• **Work task**
Quote the listing below word for word, stopping after the line that contains "locate object=console table".

• **Dataset content**

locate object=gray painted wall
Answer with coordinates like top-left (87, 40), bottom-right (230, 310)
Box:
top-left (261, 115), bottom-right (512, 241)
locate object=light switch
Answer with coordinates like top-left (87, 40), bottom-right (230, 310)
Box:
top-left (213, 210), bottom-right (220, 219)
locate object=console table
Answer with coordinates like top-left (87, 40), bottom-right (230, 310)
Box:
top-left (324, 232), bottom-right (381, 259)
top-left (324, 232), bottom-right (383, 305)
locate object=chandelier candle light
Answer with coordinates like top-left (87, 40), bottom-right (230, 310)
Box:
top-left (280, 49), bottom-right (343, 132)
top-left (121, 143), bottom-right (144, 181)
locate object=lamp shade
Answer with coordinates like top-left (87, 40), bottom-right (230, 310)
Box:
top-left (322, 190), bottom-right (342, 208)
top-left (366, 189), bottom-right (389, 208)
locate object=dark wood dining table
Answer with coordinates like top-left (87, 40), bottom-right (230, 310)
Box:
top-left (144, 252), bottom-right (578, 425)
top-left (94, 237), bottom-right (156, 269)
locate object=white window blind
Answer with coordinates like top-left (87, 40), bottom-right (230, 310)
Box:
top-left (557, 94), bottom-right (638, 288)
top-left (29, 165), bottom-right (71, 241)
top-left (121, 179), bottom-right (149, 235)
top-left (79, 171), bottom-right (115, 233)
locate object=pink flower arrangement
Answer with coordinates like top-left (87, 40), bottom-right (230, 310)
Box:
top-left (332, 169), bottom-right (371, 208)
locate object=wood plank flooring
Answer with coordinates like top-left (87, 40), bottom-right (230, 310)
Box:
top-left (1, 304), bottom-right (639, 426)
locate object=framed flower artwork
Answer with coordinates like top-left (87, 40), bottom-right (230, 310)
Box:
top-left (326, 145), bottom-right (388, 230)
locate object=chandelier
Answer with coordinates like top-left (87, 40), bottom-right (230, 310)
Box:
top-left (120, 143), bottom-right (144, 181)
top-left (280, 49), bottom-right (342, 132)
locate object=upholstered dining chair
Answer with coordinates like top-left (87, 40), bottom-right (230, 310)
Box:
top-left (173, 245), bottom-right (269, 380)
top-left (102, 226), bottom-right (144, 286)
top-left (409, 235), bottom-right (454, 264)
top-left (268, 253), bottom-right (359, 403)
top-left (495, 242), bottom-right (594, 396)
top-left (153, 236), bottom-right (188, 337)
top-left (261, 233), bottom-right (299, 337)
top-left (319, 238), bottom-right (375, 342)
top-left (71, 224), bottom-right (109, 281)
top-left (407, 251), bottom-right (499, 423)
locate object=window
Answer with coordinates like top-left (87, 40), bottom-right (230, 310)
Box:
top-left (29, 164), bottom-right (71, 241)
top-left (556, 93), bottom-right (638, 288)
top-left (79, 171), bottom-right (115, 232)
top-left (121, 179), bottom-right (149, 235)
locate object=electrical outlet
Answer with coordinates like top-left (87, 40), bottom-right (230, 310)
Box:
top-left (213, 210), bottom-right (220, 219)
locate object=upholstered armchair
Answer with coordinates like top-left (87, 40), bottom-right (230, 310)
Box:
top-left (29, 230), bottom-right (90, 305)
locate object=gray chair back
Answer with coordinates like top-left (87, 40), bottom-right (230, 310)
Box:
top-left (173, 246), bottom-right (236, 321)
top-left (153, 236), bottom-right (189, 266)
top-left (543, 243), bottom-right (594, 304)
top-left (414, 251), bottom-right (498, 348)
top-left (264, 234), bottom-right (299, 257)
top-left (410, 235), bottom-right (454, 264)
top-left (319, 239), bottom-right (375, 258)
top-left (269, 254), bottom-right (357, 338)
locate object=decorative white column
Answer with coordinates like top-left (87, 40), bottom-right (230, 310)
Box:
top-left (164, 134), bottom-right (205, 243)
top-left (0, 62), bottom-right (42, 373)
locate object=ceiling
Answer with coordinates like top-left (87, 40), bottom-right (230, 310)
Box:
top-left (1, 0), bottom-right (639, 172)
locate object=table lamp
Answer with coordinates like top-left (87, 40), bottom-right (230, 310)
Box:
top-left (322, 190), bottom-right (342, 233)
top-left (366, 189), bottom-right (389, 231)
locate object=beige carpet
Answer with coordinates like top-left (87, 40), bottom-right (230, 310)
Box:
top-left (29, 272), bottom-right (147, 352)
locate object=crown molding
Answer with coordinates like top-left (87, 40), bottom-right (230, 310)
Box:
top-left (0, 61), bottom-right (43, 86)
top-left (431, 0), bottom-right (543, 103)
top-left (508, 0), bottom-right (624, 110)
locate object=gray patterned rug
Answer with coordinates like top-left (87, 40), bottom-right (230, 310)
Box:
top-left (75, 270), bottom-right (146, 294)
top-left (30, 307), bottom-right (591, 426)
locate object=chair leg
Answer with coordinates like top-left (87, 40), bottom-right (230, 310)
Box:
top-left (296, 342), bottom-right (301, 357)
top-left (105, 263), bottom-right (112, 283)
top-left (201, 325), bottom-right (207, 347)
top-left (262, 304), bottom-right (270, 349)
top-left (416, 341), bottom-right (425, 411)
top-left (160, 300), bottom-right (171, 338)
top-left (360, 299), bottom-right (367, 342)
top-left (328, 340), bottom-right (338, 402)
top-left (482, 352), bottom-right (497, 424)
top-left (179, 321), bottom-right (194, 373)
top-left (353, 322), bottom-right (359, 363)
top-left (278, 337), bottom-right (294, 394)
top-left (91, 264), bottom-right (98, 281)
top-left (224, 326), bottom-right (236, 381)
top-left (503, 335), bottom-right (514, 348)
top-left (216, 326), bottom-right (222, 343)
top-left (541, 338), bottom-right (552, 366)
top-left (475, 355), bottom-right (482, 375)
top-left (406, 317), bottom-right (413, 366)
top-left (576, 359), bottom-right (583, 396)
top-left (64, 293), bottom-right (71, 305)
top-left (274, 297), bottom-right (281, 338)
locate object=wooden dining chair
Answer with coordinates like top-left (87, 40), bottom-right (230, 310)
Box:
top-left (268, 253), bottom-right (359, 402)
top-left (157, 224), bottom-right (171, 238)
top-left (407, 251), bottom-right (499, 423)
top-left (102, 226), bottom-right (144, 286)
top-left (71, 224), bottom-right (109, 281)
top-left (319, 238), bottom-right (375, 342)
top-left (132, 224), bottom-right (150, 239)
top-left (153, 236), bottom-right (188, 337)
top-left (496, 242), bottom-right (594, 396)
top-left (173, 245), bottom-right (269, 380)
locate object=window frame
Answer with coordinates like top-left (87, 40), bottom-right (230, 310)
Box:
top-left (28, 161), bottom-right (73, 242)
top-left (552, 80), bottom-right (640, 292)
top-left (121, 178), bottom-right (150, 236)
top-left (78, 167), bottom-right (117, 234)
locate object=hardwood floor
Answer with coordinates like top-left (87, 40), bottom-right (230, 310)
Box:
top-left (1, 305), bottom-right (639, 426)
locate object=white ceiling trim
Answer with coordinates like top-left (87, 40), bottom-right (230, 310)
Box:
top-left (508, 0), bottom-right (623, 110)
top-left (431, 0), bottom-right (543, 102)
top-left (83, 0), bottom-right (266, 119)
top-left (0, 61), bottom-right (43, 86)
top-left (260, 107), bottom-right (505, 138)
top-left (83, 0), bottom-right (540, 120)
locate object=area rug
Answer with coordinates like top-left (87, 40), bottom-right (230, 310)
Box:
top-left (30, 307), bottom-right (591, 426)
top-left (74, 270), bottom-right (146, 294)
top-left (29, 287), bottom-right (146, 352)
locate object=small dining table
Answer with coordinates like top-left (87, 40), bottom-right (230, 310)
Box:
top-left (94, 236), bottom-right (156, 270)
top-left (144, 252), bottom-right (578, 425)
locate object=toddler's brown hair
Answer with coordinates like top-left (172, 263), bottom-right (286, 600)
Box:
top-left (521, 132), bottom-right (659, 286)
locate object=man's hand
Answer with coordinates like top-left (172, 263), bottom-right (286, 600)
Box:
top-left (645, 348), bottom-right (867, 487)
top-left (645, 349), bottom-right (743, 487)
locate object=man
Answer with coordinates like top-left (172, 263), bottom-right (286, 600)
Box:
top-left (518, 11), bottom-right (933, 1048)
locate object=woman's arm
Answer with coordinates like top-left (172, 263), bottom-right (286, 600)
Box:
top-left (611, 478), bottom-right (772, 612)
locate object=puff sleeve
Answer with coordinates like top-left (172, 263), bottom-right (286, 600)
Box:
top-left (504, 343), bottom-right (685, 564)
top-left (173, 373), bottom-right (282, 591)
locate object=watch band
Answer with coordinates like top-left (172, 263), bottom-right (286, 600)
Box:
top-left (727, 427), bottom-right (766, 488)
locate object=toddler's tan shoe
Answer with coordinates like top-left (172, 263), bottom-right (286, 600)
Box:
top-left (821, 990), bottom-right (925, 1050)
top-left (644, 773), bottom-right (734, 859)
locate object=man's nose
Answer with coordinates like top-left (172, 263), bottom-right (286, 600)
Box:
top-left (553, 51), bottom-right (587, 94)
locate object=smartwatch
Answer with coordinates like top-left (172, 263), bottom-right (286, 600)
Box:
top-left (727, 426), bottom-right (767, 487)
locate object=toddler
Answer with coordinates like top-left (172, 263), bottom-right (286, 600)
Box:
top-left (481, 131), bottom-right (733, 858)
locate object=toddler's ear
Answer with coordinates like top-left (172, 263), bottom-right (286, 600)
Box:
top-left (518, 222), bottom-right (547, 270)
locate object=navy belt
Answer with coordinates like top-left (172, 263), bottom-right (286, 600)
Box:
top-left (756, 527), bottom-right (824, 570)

• **Solution for this problem**
locate object=gray painted wall
Answer with coordinates like top-left (87, 40), bottom-right (230, 310)
Box:
top-left (261, 115), bottom-right (512, 241)
locate object=light switch
Answer with coordinates like top-left (87, 40), bottom-right (230, 310)
Box:
top-left (213, 210), bottom-right (220, 219)
locate object=console table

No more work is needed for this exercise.